+++ Stored rows

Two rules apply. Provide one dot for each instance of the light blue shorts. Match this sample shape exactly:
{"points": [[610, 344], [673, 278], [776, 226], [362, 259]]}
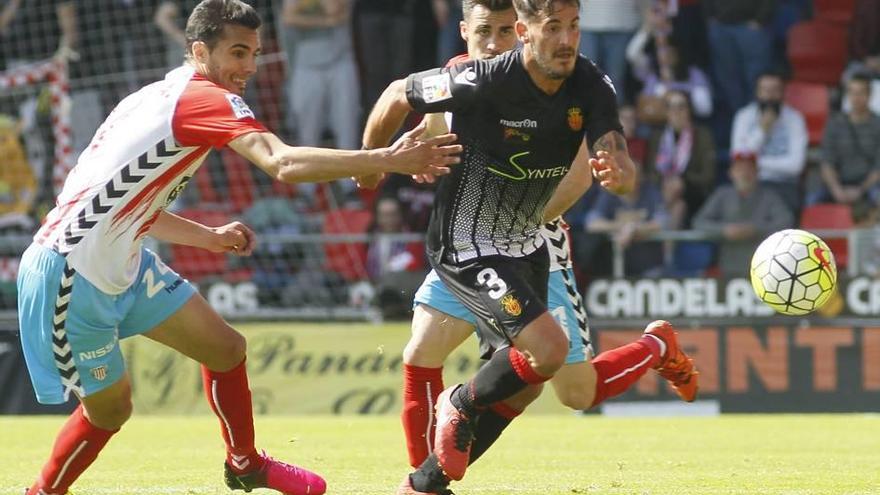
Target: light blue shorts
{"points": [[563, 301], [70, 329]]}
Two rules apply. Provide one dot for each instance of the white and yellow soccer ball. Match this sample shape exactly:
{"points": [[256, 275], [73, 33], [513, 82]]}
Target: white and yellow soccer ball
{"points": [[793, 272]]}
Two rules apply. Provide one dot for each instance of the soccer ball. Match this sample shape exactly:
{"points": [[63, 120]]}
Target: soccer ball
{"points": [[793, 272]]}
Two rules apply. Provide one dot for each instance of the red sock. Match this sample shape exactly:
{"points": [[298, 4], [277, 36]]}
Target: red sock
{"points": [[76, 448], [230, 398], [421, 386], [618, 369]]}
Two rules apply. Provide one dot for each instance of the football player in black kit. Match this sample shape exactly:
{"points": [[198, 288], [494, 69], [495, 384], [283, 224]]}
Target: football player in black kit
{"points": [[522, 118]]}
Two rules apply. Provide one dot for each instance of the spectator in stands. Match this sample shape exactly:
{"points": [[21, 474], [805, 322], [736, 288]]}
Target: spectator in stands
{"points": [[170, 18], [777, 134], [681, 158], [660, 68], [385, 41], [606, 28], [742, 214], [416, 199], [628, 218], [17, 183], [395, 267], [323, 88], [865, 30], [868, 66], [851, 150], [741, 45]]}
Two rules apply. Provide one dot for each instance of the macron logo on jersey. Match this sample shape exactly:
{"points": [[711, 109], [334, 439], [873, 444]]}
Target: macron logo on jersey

++++++

Instructions to follow
Rewrite all of the data above, substituting "point" for every "dot" and keeping everything else the same. Leave the pictures out.

Complete response
Two rules apply. Provide one point for each instance of the light blue shorts. Match this sample shape exactly:
{"points": [[610, 344], [673, 278], [776, 226], [362, 259]]}
Target: light blue shorts
{"points": [[563, 301], [70, 329]]}
Two rules apply. Provide one point for each instance of the white and yellow soccer ball. Match this sample shape exactly:
{"points": [[256, 275], [73, 33], [513, 82]]}
Target: white and yellow soccer ball
{"points": [[793, 272]]}
Two rules apply. Provide one point for each instance of the soccer ball. Match this sample shape exactly:
{"points": [[63, 120]]}
Target: soccer ball
{"points": [[793, 272]]}
Two rules apply. Provide one point for each instance of the red sock. Match this sample shape exactly:
{"points": [[298, 4], [277, 36]]}
Target: red sock
{"points": [[76, 448], [230, 398], [421, 386], [618, 369]]}
Two rules apply. Provide one point for each instance of the football player in black kit. Match this sample shape exactly:
{"points": [[198, 288], [494, 69], [495, 384], [283, 224]]}
Target: football player in black kit
{"points": [[522, 118]]}
Two rules apply. Provide one point for each instance of the spectator in stands. Match this sample shape exactly:
{"points": [[21, 474], [805, 322], [736, 288]]}
Target: spectator in stands
{"points": [[170, 18], [777, 134], [681, 158], [660, 68], [385, 41], [606, 28], [742, 214], [416, 199], [628, 218], [17, 183], [395, 267], [323, 88], [865, 30], [868, 66], [851, 150], [741, 45]]}
Two rules apply. Provide one point for each instance of the macron logo on jersey. Match this sample shape exactly:
{"points": [[711, 109], [334, 439], [873, 444]]}
Target: macron logo on jersey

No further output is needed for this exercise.